━━━━━ INFORMATION SUPPLIED ━━━━━

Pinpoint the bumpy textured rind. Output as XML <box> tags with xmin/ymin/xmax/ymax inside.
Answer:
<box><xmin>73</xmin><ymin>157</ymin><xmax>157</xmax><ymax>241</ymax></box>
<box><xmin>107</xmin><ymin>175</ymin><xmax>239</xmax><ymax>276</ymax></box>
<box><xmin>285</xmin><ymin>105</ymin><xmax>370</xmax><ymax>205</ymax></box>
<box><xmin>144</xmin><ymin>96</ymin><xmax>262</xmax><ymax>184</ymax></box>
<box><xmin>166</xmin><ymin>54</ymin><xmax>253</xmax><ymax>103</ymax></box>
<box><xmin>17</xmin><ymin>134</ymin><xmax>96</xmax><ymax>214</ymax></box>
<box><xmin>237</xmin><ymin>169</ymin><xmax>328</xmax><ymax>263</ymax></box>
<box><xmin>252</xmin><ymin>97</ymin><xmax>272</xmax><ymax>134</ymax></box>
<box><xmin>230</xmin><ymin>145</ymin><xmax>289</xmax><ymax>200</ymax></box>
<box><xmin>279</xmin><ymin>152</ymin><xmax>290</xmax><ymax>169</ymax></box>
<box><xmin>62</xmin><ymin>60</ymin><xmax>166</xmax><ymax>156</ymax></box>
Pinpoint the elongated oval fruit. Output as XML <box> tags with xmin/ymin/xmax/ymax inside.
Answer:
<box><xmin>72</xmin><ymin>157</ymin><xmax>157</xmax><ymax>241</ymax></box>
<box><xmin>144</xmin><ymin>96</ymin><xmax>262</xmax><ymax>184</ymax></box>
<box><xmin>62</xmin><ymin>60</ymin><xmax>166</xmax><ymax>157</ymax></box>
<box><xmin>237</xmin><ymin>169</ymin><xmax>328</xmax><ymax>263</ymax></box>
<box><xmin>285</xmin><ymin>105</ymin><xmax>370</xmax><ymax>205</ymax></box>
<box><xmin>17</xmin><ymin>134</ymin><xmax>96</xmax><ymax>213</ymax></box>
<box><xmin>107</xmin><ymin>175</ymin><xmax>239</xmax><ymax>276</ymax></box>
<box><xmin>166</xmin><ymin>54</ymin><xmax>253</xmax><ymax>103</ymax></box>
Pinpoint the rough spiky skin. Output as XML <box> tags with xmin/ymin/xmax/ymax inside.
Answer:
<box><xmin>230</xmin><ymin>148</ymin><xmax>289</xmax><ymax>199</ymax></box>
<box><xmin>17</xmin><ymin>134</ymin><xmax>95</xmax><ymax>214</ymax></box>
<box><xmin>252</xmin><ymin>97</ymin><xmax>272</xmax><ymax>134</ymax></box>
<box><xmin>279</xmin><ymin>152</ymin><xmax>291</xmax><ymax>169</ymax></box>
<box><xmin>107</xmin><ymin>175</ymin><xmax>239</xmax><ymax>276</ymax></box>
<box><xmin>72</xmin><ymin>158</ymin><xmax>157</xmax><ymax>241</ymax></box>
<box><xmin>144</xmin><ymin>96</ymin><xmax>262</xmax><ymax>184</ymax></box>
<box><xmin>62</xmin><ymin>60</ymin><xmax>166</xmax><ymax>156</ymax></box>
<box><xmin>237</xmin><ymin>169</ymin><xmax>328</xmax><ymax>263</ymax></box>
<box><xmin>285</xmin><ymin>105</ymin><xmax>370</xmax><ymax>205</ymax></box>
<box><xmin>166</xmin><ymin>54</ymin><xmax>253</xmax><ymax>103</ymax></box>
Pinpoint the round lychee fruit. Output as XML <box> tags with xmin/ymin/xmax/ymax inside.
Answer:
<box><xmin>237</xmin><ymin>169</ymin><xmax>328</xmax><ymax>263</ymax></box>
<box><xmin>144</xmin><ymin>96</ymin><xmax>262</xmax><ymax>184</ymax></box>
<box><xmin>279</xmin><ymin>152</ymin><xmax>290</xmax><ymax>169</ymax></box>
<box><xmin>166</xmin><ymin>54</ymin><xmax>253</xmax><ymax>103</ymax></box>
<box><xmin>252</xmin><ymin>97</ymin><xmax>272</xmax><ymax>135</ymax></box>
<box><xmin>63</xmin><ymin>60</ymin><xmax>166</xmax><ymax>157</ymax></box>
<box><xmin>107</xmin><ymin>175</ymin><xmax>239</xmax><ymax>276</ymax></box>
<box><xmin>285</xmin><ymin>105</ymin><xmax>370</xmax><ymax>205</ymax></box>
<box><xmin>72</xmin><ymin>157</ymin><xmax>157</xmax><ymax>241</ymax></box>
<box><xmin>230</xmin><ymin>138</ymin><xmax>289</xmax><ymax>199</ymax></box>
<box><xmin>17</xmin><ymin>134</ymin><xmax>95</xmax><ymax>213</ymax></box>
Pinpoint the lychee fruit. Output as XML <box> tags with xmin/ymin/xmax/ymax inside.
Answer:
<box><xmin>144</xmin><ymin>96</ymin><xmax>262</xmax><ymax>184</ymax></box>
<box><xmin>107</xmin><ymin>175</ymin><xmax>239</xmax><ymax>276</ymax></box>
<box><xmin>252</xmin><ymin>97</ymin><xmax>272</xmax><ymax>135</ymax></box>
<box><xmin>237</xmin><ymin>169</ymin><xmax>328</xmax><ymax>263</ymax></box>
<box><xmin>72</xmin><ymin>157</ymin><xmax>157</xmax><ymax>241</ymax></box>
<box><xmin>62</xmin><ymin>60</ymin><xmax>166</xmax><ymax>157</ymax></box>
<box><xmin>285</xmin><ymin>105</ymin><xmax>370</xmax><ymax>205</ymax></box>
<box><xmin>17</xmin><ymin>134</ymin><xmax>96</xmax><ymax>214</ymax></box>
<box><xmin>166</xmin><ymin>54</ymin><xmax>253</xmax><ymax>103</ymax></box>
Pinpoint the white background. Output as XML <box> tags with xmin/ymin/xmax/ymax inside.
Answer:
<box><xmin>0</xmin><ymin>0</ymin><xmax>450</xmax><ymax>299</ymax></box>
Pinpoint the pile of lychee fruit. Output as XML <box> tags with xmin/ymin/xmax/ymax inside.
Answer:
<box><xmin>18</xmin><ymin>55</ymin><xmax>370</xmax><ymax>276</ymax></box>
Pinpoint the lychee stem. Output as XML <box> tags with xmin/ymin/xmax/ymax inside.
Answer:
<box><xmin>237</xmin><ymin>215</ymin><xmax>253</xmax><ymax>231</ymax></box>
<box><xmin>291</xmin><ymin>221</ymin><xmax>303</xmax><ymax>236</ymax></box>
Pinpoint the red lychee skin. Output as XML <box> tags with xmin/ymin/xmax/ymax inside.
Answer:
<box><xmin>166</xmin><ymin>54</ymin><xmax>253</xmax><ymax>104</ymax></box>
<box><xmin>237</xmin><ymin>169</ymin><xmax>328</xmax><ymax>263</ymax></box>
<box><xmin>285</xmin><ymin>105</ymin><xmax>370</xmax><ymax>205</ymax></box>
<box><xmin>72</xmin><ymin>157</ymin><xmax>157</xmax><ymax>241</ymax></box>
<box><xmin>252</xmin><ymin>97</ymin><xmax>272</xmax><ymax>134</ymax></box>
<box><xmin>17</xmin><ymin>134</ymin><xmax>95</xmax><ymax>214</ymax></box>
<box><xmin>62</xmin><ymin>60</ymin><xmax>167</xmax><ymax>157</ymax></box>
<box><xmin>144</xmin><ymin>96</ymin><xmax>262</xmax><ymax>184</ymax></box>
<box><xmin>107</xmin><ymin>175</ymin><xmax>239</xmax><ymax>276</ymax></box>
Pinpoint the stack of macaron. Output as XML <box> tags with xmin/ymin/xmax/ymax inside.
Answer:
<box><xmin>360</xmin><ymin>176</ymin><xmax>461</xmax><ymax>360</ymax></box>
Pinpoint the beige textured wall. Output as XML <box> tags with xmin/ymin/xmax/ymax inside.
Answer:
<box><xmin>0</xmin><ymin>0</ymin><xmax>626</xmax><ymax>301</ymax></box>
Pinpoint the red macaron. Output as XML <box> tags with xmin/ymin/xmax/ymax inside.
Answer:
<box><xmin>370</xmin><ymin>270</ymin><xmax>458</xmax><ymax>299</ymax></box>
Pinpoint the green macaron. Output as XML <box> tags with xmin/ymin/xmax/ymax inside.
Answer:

━━━━━

• **TASK DIRECTIONS**: How many lines in the listing above contain the word "skin"? Reply with the number alone.

• **THE OUTPUT**: 2